'''
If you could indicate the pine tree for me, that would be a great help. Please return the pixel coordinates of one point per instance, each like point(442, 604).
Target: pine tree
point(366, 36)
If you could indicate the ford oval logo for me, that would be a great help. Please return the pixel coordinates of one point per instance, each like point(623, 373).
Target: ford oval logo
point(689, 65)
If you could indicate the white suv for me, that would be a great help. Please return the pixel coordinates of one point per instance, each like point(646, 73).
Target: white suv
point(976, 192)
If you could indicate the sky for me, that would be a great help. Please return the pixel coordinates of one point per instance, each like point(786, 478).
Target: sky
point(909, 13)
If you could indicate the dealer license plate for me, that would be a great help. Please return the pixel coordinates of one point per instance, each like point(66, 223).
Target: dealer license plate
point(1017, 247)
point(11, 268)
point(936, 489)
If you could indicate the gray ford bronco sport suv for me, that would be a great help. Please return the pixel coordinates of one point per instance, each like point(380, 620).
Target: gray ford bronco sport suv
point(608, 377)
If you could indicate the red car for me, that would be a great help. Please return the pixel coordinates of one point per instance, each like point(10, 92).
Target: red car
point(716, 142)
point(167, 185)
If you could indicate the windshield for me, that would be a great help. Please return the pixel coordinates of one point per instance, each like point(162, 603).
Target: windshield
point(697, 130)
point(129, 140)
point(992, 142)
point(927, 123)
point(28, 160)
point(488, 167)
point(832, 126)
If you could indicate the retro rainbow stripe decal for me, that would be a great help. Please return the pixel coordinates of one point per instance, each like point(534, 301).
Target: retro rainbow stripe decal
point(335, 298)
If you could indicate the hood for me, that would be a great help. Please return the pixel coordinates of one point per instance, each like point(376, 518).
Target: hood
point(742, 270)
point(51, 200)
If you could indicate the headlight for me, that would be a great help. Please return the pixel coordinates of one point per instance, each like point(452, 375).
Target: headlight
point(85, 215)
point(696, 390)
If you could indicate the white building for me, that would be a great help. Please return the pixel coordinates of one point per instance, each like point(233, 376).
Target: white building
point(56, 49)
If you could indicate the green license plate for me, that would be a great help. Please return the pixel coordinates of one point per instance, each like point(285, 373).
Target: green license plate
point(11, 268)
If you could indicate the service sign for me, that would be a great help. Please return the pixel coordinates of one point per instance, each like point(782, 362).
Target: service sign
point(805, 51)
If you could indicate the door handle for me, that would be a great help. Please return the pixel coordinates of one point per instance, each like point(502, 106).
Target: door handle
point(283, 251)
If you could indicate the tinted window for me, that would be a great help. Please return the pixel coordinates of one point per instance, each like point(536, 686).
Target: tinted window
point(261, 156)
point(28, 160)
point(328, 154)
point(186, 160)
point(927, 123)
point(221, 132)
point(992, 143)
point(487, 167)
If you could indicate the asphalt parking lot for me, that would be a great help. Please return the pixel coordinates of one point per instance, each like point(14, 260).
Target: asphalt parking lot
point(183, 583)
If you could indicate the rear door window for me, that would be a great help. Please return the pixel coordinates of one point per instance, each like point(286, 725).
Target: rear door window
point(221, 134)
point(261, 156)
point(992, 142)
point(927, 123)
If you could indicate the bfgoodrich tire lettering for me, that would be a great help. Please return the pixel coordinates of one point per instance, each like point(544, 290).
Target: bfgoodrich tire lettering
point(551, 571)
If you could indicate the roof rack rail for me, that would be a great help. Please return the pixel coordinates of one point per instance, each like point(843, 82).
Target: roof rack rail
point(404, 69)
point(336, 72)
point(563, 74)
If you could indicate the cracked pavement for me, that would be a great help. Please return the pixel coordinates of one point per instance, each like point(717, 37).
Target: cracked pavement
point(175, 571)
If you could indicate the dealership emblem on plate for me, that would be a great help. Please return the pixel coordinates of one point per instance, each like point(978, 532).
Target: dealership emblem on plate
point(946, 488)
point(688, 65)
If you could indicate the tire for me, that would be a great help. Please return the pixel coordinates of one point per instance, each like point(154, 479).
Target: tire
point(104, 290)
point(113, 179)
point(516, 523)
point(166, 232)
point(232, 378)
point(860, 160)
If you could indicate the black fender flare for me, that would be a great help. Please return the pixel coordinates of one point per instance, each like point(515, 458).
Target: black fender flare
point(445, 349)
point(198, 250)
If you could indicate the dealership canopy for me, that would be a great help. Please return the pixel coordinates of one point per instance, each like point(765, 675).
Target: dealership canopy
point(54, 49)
'''
- [TRY IT] Retyping every line above exactly is all that is needed.

- [SOLUTION FOR THIS PROBLEM]
If you could indicate the pine tree for me, that would be a great help. Please return the pixel coordinates of one point per instance, each like point(442, 604).
Target: pine tree
point(366, 36)
If you could indicate the ford oval logo for me, that would be a great help. Please return the pixel coordinates of one point per instance, each like point(623, 373).
Target: ford oval logo
point(689, 65)
If you could indicate the white suv for me, that would be a great help. Please return the pixel coordinates of one point per instance, each like point(646, 73).
Target: white suv
point(976, 192)
If you could indicate the sky for me, that would be a great help. Please return the pixel coordinates of one point per instance, each like point(786, 478).
Target: sky
point(909, 13)
If you could indicate the dealer license plate for me, that would be a great help. Please return the pixel coordinates of one point per instance, each like point(66, 223).
Target: dealer license plate
point(1017, 247)
point(11, 268)
point(936, 489)
If you could indicate the gray ford bronco sport suv for me, that would be a great help. Please return the pixel coordinates of one point per instance, each like point(380, 620).
Target: gray ford bronco sport suv
point(608, 377)
If you could indicate the red car for me, that would be a great help. Please return the pixel coordinates of one point per instance, each like point(10, 92).
Target: red car
point(716, 142)
point(167, 185)
If you could indicate the windshield for me, that would be a great help. Please return the pixel coordinates of one point per instance, each like point(162, 603).
Target: windshield
point(697, 130)
point(129, 140)
point(992, 142)
point(927, 123)
point(28, 160)
point(488, 167)
point(832, 126)
If you could indicate the retro rainbow stripe decal for me, that would be a great help. Please return the pixel coordinates of one point per instance, each like point(534, 301).
Target: retro rainbow stripe decal
point(335, 298)
If you could indicate the hood for me, that would be a great help. Please return the pixel coordinates of one point per instance, each like point(376, 518).
Target: hood
point(742, 270)
point(51, 200)
If you could indicate the headlight for me, that would be a great help. Please return the pixel coordinates of one point per instance, each like point(452, 375).
Target: headlight
point(85, 215)
point(696, 390)
If you could indicate the white building for me, that would be a great help. Please return the pixel coordinates of one point per instance, each like point(233, 376).
Target: white building
point(56, 49)
If you could indicate the green license plate for me, that would be a great help. Please return the pixel coordinates of one point per instance, each like point(285, 373).
Target: green license plate
point(11, 268)
If you could indicate the service sign for me, that would be a great help. Please return the pixel coordinates of one point per instance, each like point(782, 362).
Target: service sign
point(805, 51)
If you could indicate the door handle for me, that would be a great help. Please return the pixel coordinates of one point per instance, each like point(502, 106).
Target: door handle
point(283, 251)
If you could indicate the tinted window for me, that would be a great help. Please return the pixel coordinates of one point per instance, each like point(536, 686).
Target: tinted window
point(261, 156)
point(28, 160)
point(328, 154)
point(186, 160)
point(927, 123)
point(221, 132)
point(992, 143)
point(487, 167)
If you could indicate the asphalt parking lot for me, that would be a great help. Please return the pixel coordinates of one point per instance, each like point(14, 260).
Target: asphalt parking lot
point(183, 583)
If you could indicate the rear door window for me, that would be a great help. Please return the pixel coordinates of one point per instance, each like point(286, 725).
Target: rear door window
point(221, 134)
point(261, 156)
point(992, 142)
point(927, 123)
If you could indicate the bfgoodrich tire lettering for me, that would be a great help. Please return the pixel coordinates of one point per instance, each like point(544, 290).
Target: bfgoodrich tire lettering
point(551, 571)
If you could indicate the roof rack rail for me, that would be a great help. Please return the pixel coordinates of one point per instance, each like point(843, 82).
Target: roof rack rail
point(404, 69)
point(336, 72)
point(563, 74)
If you could indicate the cracked pavement for me, that would be a great help. Please return the pixel coordinates of one point per instance, each like point(717, 37).
Target: cracked pavement
point(175, 571)
If you could indicate the dealership emblem on plate for me, that would be a great help. Please return the pixel coordinates of one point per instance, each like point(978, 532).
Target: dealership emblem on plate
point(946, 488)
point(688, 65)
If you could indicate the tire for me, that would be a great help. Please return the pixel coordinates of one point per instance, each like point(154, 479).
Target: tire
point(104, 290)
point(113, 179)
point(516, 523)
point(166, 232)
point(232, 378)
point(860, 160)
If you could indicate the black fender flare for me, that would be a great help. Please return the pixel coordinates of one point per instance, each like point(515, 458).
Target: black fender flare
point(445, 349)
point(198, 250)
If you could indicate the dealership canopy for me, that would be a great help. Please return the pixel coordinates of one point per instance, each like point(765, 675).
Target: dealership canopy
point(54, 49)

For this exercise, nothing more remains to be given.